- **WHAT THIS TASK INVOLVES**:
Retype each entry below, keeping every character the same.

- **EXCERPTED DATA**:
::::::
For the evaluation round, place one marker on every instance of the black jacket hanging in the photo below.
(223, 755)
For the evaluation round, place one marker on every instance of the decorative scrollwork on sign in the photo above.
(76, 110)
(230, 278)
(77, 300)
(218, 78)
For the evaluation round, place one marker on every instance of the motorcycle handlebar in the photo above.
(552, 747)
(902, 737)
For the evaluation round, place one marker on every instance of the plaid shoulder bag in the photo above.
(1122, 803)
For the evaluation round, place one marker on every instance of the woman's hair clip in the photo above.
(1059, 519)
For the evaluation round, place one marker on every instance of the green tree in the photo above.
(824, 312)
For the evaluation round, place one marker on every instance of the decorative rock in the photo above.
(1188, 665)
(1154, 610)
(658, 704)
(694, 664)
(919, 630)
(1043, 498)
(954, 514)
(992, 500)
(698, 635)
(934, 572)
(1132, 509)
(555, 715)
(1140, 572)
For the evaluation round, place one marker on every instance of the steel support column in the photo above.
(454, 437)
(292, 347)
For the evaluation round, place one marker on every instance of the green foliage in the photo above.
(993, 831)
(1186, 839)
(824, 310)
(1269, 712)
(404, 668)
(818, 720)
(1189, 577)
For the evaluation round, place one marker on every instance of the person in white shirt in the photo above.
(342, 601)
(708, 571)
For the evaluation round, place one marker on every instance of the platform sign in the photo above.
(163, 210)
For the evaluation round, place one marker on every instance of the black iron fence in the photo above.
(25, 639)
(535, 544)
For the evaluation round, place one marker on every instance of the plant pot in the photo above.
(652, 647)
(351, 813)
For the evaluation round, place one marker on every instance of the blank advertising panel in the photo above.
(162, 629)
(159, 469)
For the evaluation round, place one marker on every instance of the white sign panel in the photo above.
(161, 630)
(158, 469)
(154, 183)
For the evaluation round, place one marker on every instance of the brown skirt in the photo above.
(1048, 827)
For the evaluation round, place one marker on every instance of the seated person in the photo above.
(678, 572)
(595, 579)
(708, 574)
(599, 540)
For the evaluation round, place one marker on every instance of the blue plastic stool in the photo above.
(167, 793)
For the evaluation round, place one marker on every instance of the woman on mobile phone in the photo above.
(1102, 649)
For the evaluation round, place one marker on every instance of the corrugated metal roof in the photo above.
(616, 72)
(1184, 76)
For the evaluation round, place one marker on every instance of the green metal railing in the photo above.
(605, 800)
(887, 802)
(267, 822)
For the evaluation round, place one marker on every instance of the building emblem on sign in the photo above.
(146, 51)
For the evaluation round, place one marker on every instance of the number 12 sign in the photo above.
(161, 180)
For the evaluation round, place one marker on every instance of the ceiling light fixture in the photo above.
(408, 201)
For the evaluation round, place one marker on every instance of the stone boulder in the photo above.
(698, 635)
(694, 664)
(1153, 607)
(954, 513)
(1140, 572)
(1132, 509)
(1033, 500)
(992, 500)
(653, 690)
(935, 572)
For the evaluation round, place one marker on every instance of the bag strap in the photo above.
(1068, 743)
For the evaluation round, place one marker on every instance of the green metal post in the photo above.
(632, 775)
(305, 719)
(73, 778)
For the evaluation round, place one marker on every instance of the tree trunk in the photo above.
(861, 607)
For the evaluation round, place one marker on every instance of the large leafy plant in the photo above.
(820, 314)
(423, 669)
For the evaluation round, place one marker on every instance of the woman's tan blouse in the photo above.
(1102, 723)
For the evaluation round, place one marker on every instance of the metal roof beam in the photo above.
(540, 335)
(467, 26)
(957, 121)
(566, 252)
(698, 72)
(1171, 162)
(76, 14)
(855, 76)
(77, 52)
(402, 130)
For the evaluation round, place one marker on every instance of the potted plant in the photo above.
::::::
- **RESPONSE TO THE TASK**:
For the evaluation round, place one marker on every instance of the black jacket hanging in the photo below.
(223, 755)
For the evaluation round, place one marker on every instance of the decorative scrollwork on sign in the photo above.
(76, 110)
(230, 278)
(77, 300)
(218, 78)
For the evaluation round, place one marker on every instance of the motorcycle handlebar in the photo above.
(552, 747)
(902, 737)
For the evaluation round, place one marker on every instance of the plaid shoulder bag in the photo above.
(1122, 803)
For the evaluation round, place one marker on every instance of the woman's hair clip in the photo above.
(1059, 519)
For the evaluation round, place one marker on every instance of the green tree in the photo above.
(824, 312)
For the evaluation round, place one marker on every instance of the decorative rock in the photo above.
(1188, 665)
(1154, 610)
(658, 704)
(694, 664)
(919, 630)
(1043, 498)
(954, 514)
(992, 500)
(698, 635)
(934, 572)
(1132, 509)
(555, 715)
(1140, 572)
For the evaluation round, place one marker on every instance of the steel support column in the photo above.
(454, 437)
(292, 347)
For the evaluation round, place one marker on every instance of the green foliage in the photo above.
(993, 831)
(1186, 839)
(824, 310)
(1269, 712)
(404, 668)
(818, 720)
(1189, 577)
For the evaluation round, place one marker on every instance of the person in white shirt in the photo above.
(342, 601)
(708, 571)
For the evaluation round, place one marker on every instance of the platform sign in the photo above.
(163, 210)
For the evaluation round, place one marker on every instance of the black iron fence in the photo above.
(25, 639)
(535, 544)
For the evaluation round, place one marker on every instance of the plant pot in the photo above.
(652, 647)
(351, 813)
For the evaluation round, place one marker on every instance of the blank advertising panel in the photo above.
(162, 629)
(159, 469)
For the evaluation round, place one marker on every instance of the white sign panel in the photo above.
(161, 630)
(158, 469)
(154, 183)
For the evaluation round, place one marker on every instance of the brown skirt in the photo above.
(1048, 827)
For the evaluation round, place one marker on every instance of the seated person in the photo above.
(678, 572)
(595, 579)
(708, 574)
(599, 540)
For the evaluation round, place one marker on every instance of the blue plastic stool in the photo above.
(167, 793)
For the evaluation round, place one marker on every instance of the woman on mobile phone in the photo above.
(1102, 649)
For the evaluation round, place one marker on every instance of the corrugated metal roof in the photo above.
(616, 72)
(1184, 76)
For the evaluation round, place one marker on every instance of the green metal railing in the photo above.
(605, 800)
(887, 802)
(267, 822)
For the evaluation round, place one marker on every instance of the building emblem on sign in the photo above.
(146, 51)
For the evaluation round, place one marker on every instance of the number 12 sign in the photo above.
(161, 180)
For the evaluation round, place one marker on every instance of the ceiling light fixture in the photo above.
(408, 201)
For the evaluation round, place one marker on every instance of the stone boulder in the photo above.
(698, 635)
(694, 664)
(1153, 607)
(954, 513)
(1140, 572)
(1132, 509)
(1033, 500)
(992, 500)
(653, 690)
(935, 572)
For the evaluation round, place one marker on every instance of the bag strap in the photo above.
(1068, 743)
For the evaluation round, place one marker on every instance of the green metal post in the photo above.
(632, 775)
(305, 719)
(73, 778)
For the evaluation round, place one marker on every instance of the tree trunk in the photo above.
(861, 607)
For the evaluation round, place one marker on every instance of the large leafy plant in the photo above.
(820, 314)
(423, 669)
For the evaluation round, place one marker on every instance of the woman's tan blouse in the photo above.
(1102, 723)
For the evaluation round, place one marker on every instance of the metal roof beam in the photo above.
(540, 335)
(467, 26)
(957, 121)
(566, 252)
(698, 72)
(1171, 162)
(76, 14)
(855, 76)
(77, 52)
(402, 130)
For the evaluation round, place one marker on every instance of the potted plant in the photo above.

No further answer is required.